### WRITTEN PROBLEM
Pull out each line in the data below that contains the word "pepper", and copy those lines unchanged.

### RECORDS FOR THIS EXERCISE
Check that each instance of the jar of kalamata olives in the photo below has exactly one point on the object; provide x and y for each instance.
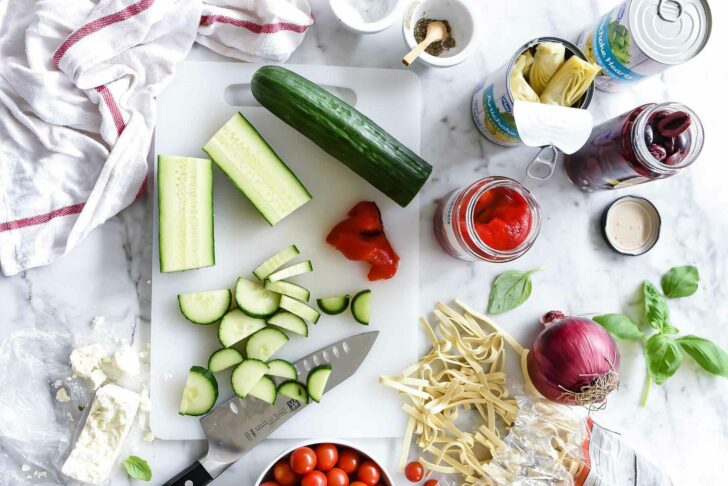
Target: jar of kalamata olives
(494, 219)
(653, 141)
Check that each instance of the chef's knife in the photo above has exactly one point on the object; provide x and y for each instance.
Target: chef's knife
(238, 425)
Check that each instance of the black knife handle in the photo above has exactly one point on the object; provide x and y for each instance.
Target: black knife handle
(195, 473)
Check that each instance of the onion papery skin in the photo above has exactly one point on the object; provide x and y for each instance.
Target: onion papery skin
(570, 354)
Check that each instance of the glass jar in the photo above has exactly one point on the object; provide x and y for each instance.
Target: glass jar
(494, 219)
(636, 147)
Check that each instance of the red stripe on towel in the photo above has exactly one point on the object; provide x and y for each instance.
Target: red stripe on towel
(99, 24)
(207, 20)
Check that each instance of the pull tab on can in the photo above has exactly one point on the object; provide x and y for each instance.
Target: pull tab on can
(543, 165)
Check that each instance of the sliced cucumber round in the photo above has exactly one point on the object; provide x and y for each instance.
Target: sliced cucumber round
(333, 305)
(204, 307)
(289, 322)
(301, 309)
(265, 390)
(200, 392)
(265, 343)
(253, 299)
(246, 375)
(316, 382)
(223, 359)
(290, 289)
(236, 326)
(282, 369)
(360, 306)
(293, 389)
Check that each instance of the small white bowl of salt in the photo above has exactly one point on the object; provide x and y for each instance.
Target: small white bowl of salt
(366, 16)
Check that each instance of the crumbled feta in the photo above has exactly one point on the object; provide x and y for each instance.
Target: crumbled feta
(86, 362)
(99, 444)
(62, 395)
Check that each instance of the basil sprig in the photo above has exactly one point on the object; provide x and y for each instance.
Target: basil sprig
(509, 290)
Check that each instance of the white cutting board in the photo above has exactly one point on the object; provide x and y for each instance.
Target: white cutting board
(191, 110)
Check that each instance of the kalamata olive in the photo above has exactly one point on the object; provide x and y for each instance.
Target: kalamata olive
(657, 151)
(674, 124)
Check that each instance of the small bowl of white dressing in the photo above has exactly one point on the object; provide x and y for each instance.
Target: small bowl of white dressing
(366, 16)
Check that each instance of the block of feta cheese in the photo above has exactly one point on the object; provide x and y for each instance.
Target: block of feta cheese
(98, 446)
(86, 362)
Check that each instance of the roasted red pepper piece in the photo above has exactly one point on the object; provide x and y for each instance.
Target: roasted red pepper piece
(361, 238)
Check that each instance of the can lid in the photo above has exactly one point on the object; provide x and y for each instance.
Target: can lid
(631, 225)
(670, 31)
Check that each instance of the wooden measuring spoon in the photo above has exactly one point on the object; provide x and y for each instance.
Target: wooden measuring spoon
(436, 31)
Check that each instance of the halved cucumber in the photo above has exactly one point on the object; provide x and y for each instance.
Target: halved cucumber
(186, 228)
(253, 299)
(236, 326)
(223, 359)
(316, 383)
(265, 390)
(265, 343)
(200, 392)
(204, 307)
(292, 271)
(333, 305)
(275, 262)
(252, 165)
(282, 369)
(360, 306)
(290, 289)
(246, 375)
(293, 389)
(301, 309)
(289, 322)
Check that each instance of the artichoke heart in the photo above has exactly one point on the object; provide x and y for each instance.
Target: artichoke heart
(570, 82)
(548, 59)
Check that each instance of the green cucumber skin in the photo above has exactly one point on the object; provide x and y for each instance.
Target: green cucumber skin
(342, 132)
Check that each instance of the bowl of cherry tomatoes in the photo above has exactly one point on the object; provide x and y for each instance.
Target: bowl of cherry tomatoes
(334, 463)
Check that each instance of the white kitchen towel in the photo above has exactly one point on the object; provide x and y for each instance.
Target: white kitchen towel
(78, 81)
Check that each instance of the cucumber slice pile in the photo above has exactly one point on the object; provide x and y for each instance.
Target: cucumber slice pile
(200, 392)
(265, 343)
(205, 307)
(316, 382)
(289, 322)
(246, 375)
(236, 326)
(333, 305)
(253, 299)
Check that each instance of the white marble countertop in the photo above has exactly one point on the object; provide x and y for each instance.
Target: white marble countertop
(684, 428)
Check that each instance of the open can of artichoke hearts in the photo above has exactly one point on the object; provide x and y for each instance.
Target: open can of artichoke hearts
(493, 101)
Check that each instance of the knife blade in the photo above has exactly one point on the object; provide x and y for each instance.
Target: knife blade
(236, 426)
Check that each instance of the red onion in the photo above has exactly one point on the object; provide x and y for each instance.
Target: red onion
(574, 361)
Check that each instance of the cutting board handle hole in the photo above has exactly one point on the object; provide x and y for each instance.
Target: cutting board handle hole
(242, 95)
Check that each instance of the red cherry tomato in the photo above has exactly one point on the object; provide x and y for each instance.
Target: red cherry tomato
(303, 460)
(337, 477)
(348, 461)
(368, 473)
(284, 475)
(314, 478)
(414, 471)
(326, 456)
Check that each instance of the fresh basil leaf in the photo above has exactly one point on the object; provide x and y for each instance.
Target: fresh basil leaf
(707, 354)
(656, 310)
(680, 281)
(138, 468)
(509, 290)
(619, 326)
(663, 357)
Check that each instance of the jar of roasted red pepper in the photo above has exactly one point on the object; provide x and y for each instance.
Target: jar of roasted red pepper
(653, 141)
(494, 219)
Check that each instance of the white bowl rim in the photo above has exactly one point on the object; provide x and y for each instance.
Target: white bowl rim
(436, 61)
(369, 27)
(311, 442)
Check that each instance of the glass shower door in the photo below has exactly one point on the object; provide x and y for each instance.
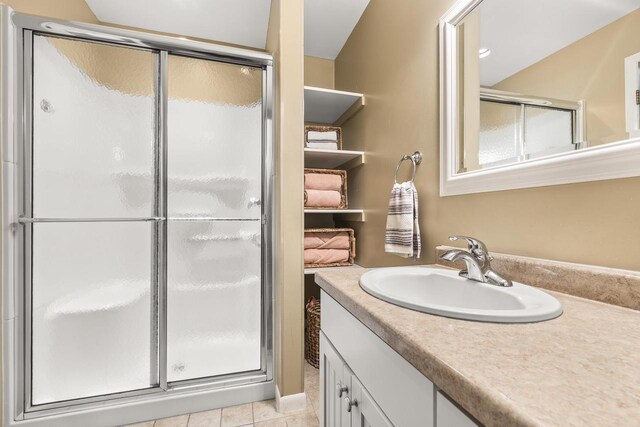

### OUTPUT
Check that each instance of the roasted red pepper piece in the photo above has exactly one point on the object; provide x and y for each instance.
Target: roasted red pepper piece
Check that each instance of the jar of roasted red pepper in the photo above has exactly one point on the object; provide x and y for each instance.
Target: jar of roasted red pepper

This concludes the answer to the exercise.